─── Task inputs ───

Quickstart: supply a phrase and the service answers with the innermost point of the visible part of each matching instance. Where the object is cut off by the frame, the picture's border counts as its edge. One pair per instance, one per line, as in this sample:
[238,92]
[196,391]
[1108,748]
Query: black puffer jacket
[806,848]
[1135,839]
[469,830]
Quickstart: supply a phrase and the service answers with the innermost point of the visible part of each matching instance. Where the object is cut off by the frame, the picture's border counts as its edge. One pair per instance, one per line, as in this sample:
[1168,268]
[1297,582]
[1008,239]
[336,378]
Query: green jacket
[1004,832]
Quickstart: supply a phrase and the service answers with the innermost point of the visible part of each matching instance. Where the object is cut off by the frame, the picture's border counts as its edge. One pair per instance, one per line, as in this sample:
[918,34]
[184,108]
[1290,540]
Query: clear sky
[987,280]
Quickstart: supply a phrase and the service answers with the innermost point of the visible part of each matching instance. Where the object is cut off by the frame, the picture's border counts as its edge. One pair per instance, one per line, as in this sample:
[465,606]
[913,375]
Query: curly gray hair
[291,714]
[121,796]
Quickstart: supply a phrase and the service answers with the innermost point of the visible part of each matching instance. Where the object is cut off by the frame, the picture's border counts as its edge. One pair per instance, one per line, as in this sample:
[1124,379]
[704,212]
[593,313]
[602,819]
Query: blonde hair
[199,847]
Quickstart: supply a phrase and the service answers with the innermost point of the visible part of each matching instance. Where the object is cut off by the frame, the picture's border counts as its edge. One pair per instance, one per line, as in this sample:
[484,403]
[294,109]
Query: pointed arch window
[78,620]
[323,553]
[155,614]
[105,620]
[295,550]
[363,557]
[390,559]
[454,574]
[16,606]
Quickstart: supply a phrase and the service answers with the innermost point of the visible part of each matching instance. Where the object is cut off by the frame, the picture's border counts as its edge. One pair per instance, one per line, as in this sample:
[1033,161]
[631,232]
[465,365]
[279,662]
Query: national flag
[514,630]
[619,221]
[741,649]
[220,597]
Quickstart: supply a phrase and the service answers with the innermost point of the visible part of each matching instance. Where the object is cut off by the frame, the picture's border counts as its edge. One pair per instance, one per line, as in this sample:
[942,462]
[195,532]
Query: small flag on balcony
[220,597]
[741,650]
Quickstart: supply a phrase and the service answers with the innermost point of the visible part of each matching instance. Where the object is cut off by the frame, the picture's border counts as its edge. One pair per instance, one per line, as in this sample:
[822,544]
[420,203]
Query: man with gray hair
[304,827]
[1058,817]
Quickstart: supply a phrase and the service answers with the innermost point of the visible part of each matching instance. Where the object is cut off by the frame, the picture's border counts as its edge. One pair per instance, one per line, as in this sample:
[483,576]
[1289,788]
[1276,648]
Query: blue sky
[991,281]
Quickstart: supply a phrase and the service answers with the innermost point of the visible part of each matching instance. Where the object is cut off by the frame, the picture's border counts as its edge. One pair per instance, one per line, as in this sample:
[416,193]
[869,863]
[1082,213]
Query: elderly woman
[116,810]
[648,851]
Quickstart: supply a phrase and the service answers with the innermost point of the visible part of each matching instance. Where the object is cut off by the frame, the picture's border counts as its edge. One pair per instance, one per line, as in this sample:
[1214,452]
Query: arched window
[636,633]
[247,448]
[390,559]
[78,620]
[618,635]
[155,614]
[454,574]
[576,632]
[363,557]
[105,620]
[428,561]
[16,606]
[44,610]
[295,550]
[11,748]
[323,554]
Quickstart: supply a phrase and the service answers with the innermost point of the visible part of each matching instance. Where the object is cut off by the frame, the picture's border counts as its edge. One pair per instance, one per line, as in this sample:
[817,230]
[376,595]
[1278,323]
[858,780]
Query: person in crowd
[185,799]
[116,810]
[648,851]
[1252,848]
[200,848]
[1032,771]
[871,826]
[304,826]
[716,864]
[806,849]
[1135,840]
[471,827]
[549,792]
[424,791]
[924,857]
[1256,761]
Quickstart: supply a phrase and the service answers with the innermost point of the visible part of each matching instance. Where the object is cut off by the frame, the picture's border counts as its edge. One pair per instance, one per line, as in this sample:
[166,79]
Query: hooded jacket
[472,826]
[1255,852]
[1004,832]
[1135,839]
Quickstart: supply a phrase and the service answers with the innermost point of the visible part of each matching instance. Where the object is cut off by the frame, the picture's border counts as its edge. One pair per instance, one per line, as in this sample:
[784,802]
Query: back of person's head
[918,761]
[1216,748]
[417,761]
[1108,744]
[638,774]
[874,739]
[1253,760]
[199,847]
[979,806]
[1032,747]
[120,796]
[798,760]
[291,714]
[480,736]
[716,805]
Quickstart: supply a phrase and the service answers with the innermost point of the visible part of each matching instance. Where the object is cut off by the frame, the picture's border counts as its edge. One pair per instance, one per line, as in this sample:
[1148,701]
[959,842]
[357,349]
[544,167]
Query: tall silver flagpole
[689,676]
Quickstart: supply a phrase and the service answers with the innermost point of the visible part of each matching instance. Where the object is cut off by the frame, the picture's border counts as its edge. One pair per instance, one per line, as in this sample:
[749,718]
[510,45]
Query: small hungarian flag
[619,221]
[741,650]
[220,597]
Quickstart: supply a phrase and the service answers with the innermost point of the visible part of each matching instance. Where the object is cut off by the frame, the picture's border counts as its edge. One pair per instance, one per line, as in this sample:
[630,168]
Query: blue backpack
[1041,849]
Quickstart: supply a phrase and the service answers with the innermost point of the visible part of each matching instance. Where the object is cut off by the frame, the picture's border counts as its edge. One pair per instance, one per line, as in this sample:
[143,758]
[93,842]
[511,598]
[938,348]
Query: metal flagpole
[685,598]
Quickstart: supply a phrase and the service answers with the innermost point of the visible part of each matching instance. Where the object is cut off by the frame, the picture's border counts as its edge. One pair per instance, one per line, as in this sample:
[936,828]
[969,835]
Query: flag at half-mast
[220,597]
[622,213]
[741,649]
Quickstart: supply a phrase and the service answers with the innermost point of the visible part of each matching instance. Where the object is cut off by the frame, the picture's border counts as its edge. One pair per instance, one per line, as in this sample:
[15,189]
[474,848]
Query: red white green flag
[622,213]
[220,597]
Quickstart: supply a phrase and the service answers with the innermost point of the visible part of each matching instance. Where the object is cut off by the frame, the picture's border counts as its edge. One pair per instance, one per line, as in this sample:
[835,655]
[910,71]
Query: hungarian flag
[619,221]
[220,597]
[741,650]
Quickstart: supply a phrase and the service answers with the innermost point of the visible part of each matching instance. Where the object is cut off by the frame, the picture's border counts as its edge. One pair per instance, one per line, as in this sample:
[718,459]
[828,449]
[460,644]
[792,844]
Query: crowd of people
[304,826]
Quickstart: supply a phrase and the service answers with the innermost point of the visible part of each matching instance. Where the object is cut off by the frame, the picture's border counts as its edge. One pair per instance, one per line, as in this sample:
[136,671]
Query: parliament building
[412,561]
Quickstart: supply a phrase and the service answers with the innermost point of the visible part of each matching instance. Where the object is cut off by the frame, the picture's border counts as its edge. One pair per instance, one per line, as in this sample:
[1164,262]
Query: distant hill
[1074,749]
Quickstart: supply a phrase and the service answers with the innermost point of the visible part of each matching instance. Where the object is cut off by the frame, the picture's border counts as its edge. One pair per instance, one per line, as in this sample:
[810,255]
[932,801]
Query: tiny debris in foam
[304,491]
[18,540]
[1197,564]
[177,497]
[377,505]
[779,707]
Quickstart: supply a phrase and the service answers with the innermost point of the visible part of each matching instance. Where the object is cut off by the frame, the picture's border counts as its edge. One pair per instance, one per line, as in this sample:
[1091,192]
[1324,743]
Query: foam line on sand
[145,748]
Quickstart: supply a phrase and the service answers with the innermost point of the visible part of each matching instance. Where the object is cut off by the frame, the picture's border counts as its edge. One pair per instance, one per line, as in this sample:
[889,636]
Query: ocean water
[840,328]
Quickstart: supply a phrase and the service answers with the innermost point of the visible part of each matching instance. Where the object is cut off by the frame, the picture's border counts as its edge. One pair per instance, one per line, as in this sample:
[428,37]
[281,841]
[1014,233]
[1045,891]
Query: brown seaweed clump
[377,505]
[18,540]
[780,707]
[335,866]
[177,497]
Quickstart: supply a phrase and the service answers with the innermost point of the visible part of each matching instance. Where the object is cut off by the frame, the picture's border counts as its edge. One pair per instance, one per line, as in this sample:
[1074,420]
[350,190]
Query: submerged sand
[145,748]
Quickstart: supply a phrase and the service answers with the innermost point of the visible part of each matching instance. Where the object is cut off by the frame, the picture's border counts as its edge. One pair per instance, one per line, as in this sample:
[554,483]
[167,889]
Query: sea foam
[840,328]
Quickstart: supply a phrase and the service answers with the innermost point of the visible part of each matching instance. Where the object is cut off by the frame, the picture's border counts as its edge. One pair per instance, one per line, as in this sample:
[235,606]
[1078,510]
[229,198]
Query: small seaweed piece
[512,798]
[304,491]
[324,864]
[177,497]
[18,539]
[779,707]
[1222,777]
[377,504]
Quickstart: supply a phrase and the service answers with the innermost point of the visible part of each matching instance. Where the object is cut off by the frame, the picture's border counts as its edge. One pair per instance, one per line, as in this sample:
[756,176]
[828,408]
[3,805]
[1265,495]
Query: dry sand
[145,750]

───

Set exercise: Locate every line in the records above that contains the word "gray", treating uppercase and lowercase as distinct, and copy each such line.

Correct response:
Query: curly gray hair
Query: man with gray hair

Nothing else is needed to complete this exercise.